▶ **Stated exercise**: Rewrite the items from the start up to and including the line with "top-left (225, 125), bottom-right (640, 187)", keeping the requests, and increase every bounding-box coordinate in the answers by 65 while leaving the requests and their sample boxes unchanged. Leave the pictures out.

----- Records for the task -----

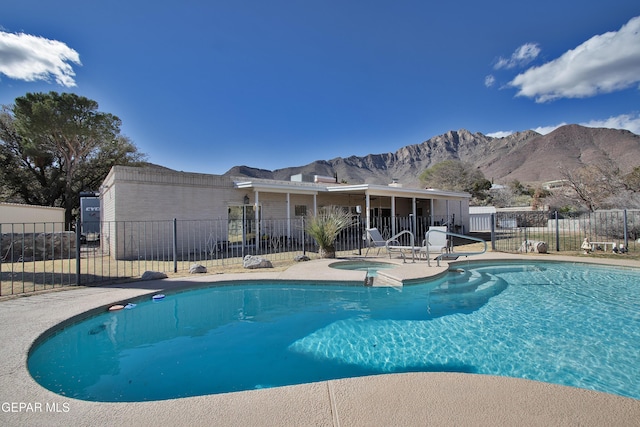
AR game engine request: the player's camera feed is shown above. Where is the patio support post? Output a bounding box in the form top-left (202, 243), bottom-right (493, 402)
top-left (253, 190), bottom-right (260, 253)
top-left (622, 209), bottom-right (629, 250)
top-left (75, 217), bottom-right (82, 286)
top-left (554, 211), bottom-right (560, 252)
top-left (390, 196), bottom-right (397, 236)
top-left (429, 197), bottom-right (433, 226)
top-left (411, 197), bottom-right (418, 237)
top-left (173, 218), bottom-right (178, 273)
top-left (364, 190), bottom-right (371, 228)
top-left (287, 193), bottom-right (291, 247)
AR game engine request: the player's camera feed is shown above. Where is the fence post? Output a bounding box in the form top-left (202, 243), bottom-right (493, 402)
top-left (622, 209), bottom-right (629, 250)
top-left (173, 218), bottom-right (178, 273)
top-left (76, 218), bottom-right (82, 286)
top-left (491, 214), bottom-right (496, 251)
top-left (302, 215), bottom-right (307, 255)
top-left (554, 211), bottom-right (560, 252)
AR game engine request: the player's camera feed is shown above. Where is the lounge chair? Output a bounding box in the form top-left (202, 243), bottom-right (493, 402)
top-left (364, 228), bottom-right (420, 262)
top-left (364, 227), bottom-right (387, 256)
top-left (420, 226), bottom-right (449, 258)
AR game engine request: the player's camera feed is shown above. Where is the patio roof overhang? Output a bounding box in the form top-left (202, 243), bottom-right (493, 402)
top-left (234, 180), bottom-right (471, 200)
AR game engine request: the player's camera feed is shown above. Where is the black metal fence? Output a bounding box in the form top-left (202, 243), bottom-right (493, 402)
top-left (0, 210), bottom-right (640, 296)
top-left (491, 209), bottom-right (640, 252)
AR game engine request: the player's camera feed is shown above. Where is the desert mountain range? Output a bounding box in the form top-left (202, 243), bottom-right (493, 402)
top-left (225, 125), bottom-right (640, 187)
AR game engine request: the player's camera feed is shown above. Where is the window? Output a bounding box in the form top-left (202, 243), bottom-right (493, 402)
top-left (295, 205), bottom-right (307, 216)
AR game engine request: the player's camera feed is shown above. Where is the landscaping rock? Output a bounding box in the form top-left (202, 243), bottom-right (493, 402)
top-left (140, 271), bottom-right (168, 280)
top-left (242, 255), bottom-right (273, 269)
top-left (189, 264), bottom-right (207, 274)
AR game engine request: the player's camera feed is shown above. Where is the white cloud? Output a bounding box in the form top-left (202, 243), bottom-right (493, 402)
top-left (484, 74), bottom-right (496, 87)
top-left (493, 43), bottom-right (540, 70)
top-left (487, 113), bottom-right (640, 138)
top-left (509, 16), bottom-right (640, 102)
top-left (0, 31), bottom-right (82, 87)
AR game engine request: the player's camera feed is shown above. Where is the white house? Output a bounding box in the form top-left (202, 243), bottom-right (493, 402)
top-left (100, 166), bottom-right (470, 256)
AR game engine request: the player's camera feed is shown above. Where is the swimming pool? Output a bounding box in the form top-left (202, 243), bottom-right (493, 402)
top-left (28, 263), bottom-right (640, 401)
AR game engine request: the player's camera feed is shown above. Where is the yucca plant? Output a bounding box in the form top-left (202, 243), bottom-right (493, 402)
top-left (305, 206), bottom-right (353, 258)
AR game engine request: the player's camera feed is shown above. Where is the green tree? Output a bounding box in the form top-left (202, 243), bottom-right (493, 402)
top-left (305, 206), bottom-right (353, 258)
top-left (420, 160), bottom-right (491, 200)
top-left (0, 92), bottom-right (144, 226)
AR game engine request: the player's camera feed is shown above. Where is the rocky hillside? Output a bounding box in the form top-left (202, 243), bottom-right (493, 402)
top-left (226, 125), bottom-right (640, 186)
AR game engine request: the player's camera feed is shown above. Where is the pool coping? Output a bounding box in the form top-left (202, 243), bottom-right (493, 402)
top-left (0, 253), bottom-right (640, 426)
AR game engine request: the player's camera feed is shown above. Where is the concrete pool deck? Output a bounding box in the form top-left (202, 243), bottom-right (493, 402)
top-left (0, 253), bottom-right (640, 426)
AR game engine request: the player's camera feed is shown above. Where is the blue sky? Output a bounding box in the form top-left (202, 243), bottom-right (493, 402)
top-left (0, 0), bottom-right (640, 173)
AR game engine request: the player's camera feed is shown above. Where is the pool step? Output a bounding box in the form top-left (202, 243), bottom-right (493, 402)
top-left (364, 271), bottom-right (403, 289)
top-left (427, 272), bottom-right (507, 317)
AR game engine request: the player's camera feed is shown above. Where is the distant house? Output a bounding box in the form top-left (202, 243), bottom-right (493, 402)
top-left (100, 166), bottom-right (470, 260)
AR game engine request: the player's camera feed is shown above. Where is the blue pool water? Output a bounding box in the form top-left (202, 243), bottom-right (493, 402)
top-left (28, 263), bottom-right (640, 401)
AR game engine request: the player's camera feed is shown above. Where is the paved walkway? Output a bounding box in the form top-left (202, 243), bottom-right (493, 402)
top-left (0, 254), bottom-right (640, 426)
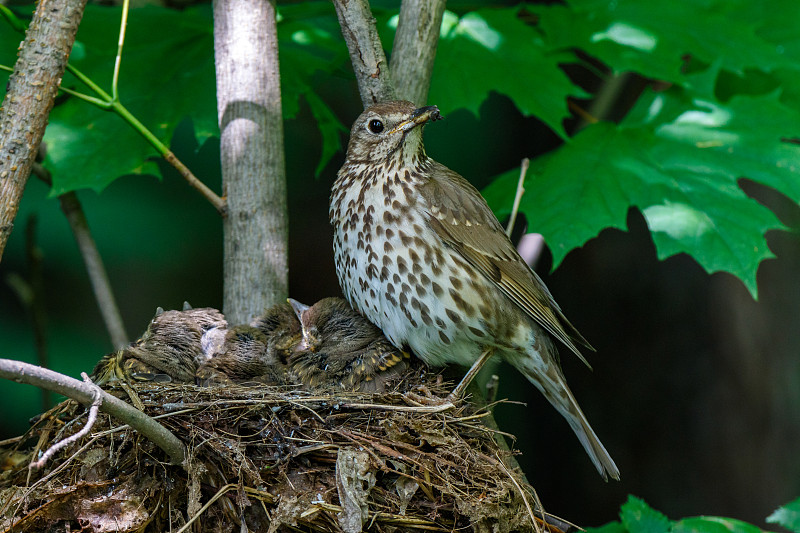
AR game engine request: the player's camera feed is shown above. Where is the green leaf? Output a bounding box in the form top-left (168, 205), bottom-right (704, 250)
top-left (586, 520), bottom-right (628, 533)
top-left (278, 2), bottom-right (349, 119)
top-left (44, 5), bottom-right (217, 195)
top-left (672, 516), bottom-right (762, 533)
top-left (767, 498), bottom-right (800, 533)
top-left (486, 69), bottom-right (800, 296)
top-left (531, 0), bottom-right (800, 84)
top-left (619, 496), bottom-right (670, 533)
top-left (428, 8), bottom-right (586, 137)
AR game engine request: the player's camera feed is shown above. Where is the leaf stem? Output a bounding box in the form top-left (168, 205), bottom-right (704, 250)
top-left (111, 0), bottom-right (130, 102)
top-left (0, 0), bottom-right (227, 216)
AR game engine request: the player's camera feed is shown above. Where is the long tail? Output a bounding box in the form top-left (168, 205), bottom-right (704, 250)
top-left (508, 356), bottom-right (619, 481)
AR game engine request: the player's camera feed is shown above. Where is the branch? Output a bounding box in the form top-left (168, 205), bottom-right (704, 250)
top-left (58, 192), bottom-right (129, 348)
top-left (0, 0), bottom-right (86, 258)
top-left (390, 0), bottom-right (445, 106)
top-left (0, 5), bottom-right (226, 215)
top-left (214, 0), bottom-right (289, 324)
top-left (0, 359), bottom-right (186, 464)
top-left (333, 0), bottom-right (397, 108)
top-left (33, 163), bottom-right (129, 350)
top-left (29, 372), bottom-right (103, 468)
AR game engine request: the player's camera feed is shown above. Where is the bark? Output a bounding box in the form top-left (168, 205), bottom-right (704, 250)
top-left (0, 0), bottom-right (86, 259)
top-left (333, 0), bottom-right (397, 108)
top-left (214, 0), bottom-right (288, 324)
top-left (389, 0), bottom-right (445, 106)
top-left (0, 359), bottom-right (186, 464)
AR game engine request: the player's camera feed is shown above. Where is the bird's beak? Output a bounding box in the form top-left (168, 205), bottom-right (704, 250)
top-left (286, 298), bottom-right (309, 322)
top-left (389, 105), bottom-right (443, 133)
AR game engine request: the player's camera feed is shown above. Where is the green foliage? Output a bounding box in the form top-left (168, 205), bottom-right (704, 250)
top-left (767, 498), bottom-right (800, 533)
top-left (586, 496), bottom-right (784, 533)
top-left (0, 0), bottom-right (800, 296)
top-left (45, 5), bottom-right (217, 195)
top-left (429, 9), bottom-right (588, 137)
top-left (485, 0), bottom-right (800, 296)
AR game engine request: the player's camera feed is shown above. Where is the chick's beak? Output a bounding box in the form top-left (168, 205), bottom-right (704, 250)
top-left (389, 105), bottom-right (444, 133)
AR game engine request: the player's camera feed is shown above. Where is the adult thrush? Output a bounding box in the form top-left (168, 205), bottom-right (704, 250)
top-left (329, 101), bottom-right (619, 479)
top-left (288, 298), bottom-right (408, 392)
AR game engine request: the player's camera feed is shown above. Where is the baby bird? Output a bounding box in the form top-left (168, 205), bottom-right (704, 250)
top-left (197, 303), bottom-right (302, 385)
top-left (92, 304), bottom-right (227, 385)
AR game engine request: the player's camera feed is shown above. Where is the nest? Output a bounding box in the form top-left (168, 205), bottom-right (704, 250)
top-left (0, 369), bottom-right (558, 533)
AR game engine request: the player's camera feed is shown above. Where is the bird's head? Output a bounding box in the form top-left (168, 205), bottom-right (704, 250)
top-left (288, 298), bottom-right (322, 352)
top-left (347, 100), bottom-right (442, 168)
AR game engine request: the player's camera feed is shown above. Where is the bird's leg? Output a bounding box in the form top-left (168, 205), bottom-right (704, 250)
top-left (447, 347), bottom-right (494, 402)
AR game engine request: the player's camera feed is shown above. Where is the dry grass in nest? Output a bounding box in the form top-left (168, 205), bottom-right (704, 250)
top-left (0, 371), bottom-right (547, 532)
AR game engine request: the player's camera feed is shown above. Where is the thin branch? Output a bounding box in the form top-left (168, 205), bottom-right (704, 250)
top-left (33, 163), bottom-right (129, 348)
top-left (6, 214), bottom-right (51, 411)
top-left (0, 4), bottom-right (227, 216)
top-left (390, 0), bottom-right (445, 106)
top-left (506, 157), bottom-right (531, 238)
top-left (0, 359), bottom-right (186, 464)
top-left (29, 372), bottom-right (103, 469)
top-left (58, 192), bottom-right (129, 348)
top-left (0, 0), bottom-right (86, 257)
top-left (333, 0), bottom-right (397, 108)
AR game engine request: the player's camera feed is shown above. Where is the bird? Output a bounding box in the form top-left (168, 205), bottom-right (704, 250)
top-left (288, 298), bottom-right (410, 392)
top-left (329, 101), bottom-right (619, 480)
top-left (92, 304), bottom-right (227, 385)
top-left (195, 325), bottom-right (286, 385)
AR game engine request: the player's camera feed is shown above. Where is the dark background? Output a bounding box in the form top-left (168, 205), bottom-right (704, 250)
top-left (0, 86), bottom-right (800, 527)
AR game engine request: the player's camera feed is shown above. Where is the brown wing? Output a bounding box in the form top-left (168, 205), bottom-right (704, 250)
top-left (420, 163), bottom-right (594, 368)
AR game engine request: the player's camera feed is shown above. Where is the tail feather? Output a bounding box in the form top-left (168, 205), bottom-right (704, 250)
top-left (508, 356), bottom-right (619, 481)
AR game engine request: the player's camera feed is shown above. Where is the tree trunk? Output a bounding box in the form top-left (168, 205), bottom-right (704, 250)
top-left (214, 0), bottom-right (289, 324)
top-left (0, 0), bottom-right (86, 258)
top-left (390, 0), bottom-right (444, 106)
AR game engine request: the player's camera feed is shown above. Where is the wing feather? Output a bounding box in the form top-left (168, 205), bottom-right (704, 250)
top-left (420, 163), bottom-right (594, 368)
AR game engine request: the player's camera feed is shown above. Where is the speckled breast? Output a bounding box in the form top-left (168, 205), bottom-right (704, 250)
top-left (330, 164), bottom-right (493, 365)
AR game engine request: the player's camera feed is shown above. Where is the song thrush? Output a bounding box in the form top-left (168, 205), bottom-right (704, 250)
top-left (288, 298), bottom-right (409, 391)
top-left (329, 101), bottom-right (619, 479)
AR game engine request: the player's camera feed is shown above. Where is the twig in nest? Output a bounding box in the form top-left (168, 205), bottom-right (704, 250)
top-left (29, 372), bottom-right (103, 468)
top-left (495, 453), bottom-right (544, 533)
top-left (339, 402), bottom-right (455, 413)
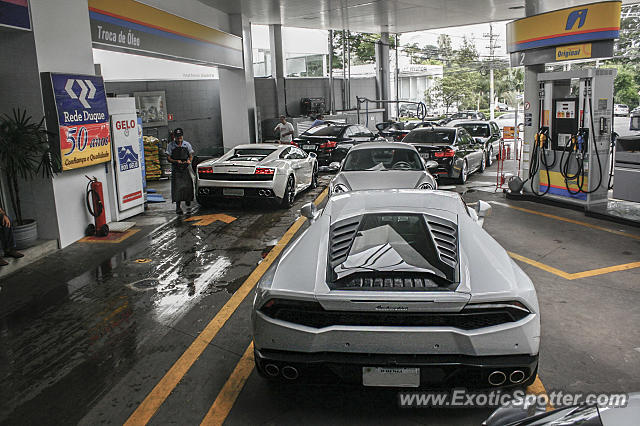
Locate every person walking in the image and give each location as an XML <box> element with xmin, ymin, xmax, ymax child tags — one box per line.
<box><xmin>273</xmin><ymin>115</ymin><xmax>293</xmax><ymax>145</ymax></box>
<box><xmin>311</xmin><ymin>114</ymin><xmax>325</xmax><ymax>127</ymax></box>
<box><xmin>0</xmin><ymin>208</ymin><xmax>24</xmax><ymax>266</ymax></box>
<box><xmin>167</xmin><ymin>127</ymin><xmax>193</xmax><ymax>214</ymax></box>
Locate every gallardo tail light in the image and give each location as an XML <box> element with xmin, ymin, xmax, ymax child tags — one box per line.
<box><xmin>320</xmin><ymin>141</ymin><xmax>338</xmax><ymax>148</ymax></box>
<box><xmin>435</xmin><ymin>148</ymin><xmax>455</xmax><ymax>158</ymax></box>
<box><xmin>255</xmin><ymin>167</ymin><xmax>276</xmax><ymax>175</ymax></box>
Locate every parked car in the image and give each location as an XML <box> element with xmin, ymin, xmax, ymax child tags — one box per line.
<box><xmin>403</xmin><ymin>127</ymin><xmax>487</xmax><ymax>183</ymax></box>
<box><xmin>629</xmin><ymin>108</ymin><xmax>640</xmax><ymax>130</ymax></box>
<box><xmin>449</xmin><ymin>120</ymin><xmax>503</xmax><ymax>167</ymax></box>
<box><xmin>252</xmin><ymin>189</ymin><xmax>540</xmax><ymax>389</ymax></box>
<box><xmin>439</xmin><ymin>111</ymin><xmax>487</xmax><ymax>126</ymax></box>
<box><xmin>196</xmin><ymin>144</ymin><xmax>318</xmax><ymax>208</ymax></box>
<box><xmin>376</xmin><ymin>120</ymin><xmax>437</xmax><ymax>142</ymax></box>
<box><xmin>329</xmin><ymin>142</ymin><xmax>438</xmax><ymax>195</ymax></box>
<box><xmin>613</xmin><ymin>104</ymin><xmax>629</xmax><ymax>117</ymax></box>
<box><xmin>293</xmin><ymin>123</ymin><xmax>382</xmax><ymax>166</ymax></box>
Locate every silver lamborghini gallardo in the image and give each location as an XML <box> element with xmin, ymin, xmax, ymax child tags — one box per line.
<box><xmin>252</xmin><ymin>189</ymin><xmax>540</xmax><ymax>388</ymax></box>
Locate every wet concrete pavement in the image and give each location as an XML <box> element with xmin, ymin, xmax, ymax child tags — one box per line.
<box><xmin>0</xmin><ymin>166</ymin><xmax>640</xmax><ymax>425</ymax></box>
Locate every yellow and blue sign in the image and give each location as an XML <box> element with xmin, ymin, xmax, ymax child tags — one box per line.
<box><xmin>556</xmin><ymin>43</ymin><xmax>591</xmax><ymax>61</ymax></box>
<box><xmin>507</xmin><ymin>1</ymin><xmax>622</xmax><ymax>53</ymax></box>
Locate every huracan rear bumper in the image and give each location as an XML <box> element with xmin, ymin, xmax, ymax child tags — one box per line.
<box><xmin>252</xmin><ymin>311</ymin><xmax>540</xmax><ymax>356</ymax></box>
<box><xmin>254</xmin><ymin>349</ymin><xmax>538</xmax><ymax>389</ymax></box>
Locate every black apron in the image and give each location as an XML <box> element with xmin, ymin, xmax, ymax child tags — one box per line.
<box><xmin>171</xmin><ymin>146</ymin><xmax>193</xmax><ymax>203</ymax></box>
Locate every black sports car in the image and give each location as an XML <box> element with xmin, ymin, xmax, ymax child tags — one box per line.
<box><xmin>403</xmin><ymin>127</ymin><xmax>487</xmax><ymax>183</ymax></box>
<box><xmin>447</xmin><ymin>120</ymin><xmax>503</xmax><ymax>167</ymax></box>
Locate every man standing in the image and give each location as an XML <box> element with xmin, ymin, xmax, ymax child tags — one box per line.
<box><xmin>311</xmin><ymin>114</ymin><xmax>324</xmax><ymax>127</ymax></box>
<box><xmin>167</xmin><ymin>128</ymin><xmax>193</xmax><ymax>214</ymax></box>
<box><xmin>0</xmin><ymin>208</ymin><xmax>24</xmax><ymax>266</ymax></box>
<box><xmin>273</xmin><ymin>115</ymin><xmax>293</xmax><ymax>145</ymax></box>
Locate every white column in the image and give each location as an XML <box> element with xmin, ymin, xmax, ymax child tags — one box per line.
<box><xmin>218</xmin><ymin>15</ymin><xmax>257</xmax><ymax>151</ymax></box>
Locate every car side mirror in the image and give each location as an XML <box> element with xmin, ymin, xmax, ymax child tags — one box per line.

-----

▶ **Exercise result**:
AR game engine request: the player's camera feed is shown above. Where is the patio support post? Output a bounding box in the form top-left (202, 243), bottom-right (493, 402)
top-left (318, 255), bottom-right (325, 318)
top-left (687, 274), bottom-right (694, 315)
top-left (140, 282), bottom-right (147, 351)
top-left (619, 276), bottom-right (625, 317)
top-left (455, 261), bottom-right (462, 301)
top-left (494, 262), bottom-right (498, 291)
top-left (476, 262), bottom-right (483, 302)
top-left (238, 283), bottom-right (243, 338)
top-left (429, 255), bottom-right (436, 293)
top-left (352, 258), bottom-right (356, 312)
AR game engine request: the player's camera feed is shown above. Where is the fence post? Output a bounding box in the form top-left (202, 243), bottom-right (493, 402)
top-left (687, 274), bottom-right (694, 315)
top-left (238, 283), bottom-right (243, 338)
top-left (141, 283), bottom-right (147, 351)
top-left (556, 279), bottom-right (561, 316)
top-left (367, 280), bottom-right (372, 320)
top-left (619, 276), bottom-right (625, 317)
AR game engine request: the player's camera feed is shown above. Where is the lounge chair? Output a bounding box in the form top-left (202, 243), bottom-right (493, 402)
top-left (429, 293), bottom-right (485, 327)
top-left (429, 292), bottom-right (452, 321)
top-left (485, 291), bottom-right (514, 323)
AR game engine request: the player's camera feed is shown above. Where is the patio roof overhang? Output a bounding box in the form top-left (202, 243), bottom-right (493, 402)
top-left (299, 245), bottom-right (536, 265)
AR game engine request: the player's camera feed is shown above. Where is the black metal fence? Output a bounding box in the form top-left (202, 243), bottom-right (493, 402)
top-left (65, 275), bottom-right (705, 361)
top-left (556, 274), bottom-right (705, 317)
AR game engine request: the player's camera feed is shown above. Where is the desert mountain range? Output a bounding box in the form top-left (202, 243), bottom-right (493, 402)
top-left (290, 190), bottom-right (705, 252)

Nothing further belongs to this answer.